| What to do |
Print nothing except the lines of the listing below from the line with "Target: the sky" to the line with "ceiling fan in", each exactly as written, both ends included.
☆ ☆ ☆
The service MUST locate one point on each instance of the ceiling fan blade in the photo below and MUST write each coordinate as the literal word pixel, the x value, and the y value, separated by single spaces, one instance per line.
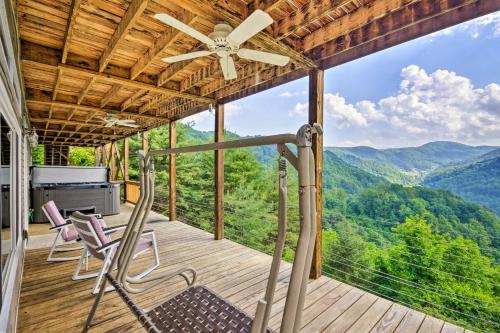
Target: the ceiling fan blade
pixel 228 68
pixel 129 125
pixel 252 25
pixel 175 23
pixel 268 58
pixel 186 56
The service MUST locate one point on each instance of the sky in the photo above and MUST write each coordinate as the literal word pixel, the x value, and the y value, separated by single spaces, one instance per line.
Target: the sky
pixel 444 86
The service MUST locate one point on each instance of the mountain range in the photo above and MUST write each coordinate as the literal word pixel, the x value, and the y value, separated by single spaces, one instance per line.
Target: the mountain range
pixel 471 172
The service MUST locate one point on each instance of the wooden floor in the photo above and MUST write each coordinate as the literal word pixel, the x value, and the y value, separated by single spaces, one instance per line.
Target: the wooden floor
pixel 52 302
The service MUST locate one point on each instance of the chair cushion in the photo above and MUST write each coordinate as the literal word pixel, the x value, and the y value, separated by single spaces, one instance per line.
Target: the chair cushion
pixel 55 216
pixel 71 235
pixel 96 224
pixel 143 245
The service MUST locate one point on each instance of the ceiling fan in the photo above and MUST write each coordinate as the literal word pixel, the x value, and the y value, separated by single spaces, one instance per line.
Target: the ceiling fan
pixel 112 120
pixel 225 41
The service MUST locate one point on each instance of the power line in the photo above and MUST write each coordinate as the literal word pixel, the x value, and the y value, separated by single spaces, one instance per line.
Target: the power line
pixel 413 284
pixel 418 299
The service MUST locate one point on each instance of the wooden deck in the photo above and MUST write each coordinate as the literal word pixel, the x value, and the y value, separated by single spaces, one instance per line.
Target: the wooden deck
pixel 52 302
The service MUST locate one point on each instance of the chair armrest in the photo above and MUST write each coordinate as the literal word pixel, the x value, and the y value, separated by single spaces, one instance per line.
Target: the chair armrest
pixel 148 232
pixel 57 227
pixel 117 241
pixel 115 228
pixel 109 245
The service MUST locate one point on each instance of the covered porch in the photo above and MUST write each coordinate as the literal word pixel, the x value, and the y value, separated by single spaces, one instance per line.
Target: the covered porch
pixel 52 302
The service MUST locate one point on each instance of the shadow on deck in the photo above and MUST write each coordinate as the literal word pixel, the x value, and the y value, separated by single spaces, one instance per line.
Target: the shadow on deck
pixel 52 302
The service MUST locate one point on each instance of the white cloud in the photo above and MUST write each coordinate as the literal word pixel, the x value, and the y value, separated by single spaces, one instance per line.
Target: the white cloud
pixel 300 109
pixel 475 27
pixel 443 105
pixel 289 94
pixel 342 113
pixel 232 109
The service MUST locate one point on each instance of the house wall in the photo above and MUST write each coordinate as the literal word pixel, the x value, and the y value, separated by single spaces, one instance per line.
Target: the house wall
pixel 14 142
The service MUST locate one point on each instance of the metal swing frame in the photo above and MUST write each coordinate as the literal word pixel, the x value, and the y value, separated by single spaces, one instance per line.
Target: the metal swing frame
pixel 302 161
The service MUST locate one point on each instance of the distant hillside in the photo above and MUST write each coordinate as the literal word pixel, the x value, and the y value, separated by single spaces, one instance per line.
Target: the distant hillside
pixel 477 182
pixel 352 180
pixel 415 160
pixel 385 170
☆ ☆ ☆
| Answer box |
Target: the sky
pixel 444 86
The service MUST locate one point on each instance of the mountain range in the photo above and MUST write each coordinate as the literal word pixel, the x value, and the y value, separated by single spaces, one instance per line.
Target: the mountain range
pixel 471 172
The service MUST locate one point on each instance of the wooden floor in the photo above and MUST write each coordinate as the literal word pixel, the x value, and the y value, separated by single spaces, one instance per line.
Target: the wooden floor
pixel 52 302
The service MUST locate one point on each instance of the chair cushion in the photo above and MUST write each coordinate as the literal word pixel, the x value, and the y value, separated by single spaces, one instance per line.
Target: the chair cushion
pixel 55 216
pixel 71 235
pixel 96 224
pixel 143 245
The service MUST locate one point on each instance of the ceiling fan in the photo above and MUST write each coordinate as the literal word pixel, the x value, and the y value, separated by single spaces, one instance per line.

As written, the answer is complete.